(Point-based annotation records)
--- START ---

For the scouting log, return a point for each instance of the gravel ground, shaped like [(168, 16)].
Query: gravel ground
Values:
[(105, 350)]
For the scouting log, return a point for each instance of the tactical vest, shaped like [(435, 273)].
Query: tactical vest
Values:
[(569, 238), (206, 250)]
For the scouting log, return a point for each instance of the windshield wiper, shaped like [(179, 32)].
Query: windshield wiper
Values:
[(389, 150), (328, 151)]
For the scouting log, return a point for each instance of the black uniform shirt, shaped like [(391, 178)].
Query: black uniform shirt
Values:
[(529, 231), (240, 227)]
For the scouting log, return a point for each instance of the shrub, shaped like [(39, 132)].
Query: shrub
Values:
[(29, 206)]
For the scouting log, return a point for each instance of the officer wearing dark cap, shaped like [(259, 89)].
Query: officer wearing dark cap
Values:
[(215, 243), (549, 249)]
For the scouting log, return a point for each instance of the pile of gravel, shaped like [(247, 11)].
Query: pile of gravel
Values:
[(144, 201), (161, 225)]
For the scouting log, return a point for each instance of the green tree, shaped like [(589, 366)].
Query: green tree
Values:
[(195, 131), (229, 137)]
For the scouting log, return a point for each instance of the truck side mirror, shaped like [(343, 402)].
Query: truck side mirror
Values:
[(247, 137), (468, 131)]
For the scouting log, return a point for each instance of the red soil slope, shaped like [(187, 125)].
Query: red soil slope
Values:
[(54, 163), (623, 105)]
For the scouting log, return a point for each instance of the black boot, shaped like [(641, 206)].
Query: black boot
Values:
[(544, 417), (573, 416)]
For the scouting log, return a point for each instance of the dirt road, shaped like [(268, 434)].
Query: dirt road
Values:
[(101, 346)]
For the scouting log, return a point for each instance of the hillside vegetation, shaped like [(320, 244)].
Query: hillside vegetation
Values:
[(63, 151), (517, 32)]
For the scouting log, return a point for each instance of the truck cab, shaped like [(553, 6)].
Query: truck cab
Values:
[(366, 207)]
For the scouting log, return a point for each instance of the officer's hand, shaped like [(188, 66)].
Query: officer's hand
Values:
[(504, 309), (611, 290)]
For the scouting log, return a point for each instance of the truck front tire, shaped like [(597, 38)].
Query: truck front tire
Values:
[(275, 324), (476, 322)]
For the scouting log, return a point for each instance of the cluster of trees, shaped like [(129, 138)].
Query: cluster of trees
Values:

--- END ---

TASK GOAL — Convert every line of the records above into a JSON list of strings, one string per line, leaving out blank lines.

SOLUTION TO THIS TASK —
[
  "For the scouting log, return a point for each instance of the gravel ground, shaped like [(168, 16)].",
  "Query: gravel ground",
  "Values:",
  "[(105, 350)]",
  "For the scouting log, return a point for each instance of the tactical vest, shaped like [(435, 273)].",
  "Query: tactical vest",
  "Values:",
  "[(569, 238), (206, 250)]",
  "For the scouting log, return a point for each instance of the windshield wiper, shaped like [(179, 32)].",
  "Query: windshield wiper",
  "Values:",
  "[(389, 150), (328, 151)]",
  "For the scouting log, return a point for each instance of the black uniform shirt, shaped like [(391, 178)].",
  "Query: black uniform shirt",
  "Values:",
  "[(529, 231), (240, 227)]",
  "For the scouting log, return a point for each instance of the shrub, shaped like [(39, 132)].",
  "Query: shrub",
  "Values:",
  "[(29, 206)]",
  "For the scouting log, return a point for each instance of the officer wearing dark cap, shaped like [(259, 89)].",
  "Query: officer wearing dark cap",
  "Values:",
  "[(215, 243), (549, 249)]",
  "For the scouting log, return a point for each instance of the pile of gravel, shaped like [(247, 11)].",
  "Query: pile of gravel",
  "Values:",
  "[(144, 201), (161, 225)]",
  "For the scouting log, return a point for each instance of the green tree, shaped like [(589, 366)].",
  "Query: green tree",
  "Values:",
  "[(195, 131), (229, 137)]",
  "For the scouting log, return a point for each instance of the truck side mirror, shaped like [(343, 402)].",
  "Query: truck side mirror",
  "Values:",
  "[(247, 137), (468, 131)]",
  "For the scouting log, return a point for each instance of the red soil slope, shaped like [(187, 125)].",
  "Query: red soil slope",
  "Values:",
  "[(54, 163), (623, 105)]",
  "For the scouting log, return a point for each instance of the black boot, shaped like [(641, 206)].",
  "Query: black boot",
  "Values:",
  "[(544, 417), (573, 416)]",
  "For the scouting log, return a point for each instance of the dirt road, shaped like [(268, 434)].",
  "Query: dirt road",
  "Values:",
  "[(101, 346)]",
  "For the scouting log, return a point for each instance of the hillside vegetation, shaped like [(320, 244)].",
  "Query: hillside vegetation",
  "Values:",
  "[(63, 151), (517, 32)]",
  "For the scouting log, return a point for each instance of the truck cab, shaped like [(553, 6)].",
  "Query: truck cab",
  "Values:",
  "[(366, 207)]",
  "For the scouting log, return a point for each instance of the officer's hand, shaped like [(188, 66)].",
  "Query: officer's hand",
  "Values:",
  "[(504, 309), (611, 290)]",
  "For the scouting log, return a point for each instance of the truck front tire, shaped like [(597, 38)].",
  "Query: truck front tire",
  "Values:",
  "[(275, 324), (476, 322)]",
  "For the scouting log, return a point for each instance of the cluster of trees, shaped like [(129, 138)].",
  "Query: cluster of trees",
  "Values:"
]